[Data entries]
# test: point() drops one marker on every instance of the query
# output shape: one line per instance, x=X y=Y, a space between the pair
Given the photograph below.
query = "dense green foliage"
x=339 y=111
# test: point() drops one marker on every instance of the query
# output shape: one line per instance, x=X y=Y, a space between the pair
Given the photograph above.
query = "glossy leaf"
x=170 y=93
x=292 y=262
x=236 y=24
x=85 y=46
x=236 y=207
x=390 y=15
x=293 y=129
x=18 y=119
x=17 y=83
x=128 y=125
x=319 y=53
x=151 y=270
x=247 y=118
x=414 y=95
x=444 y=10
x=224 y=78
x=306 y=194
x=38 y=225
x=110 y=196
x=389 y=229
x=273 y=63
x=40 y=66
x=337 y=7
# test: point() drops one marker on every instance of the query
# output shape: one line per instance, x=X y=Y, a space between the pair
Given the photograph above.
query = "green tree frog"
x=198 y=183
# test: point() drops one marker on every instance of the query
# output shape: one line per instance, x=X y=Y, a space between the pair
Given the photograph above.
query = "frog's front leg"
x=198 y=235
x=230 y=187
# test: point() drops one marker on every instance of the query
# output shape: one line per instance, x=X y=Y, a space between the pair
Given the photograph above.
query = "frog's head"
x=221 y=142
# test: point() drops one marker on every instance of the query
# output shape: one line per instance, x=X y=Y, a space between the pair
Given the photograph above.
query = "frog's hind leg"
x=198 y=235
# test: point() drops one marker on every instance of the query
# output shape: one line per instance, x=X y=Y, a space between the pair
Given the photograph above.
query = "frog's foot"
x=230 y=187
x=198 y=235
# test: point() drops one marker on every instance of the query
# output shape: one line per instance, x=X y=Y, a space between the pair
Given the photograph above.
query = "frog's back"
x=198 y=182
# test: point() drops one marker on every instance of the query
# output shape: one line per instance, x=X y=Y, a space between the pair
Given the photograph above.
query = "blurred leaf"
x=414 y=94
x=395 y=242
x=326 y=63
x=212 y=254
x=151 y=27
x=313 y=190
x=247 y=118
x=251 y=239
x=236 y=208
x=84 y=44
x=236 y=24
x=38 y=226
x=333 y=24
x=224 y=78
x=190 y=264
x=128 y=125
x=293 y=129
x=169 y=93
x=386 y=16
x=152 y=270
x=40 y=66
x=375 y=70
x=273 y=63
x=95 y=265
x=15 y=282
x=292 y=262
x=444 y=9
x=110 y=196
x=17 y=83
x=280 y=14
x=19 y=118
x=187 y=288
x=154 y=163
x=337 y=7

▶ **Short problem**: Starting at the top of the listing and stopping after the line that contains "x=198 y=183", write out every line again, including those without coordinates. Increase each x and y coordinate in the answers by 21.

▶ **Response to the task**:
# test: point() drops one marker on every instance of the query
# output shape: one line per instance, x=X y=Y, a space between the pair
Given the photograph below.
query = "dense green foliage"
x=360 y=132
# test: point() drops one marker on every instance of the query
# output shape: one line per instance, x=X y=Y, a space between the pair
Given the photograph above.
query = "glossy leaf"
x=191 y=114
x=313 y=283
x=257 y=45
x=106 y=67
x=257 y=228
x=411 y=36
x=314 y=150
x=39 y=140
x=38 y=104
x=149 y=146
x=340 y=74
x=172 y=291
x=268 y=139
x=435 y=116
x=465 y=31
x=245 y=99
x=327 y=215
x=59 y=246
x=131 y=217
x=410 y=250
x=294 y=84
x=61 y=87
x=358 y=28
# test: point() drops one marker on every instance of the query
# output shape: one line per instance, x=X y=Y, a space between the pair
Given the photograph above.
query = "green tree frog"
x=219 y=204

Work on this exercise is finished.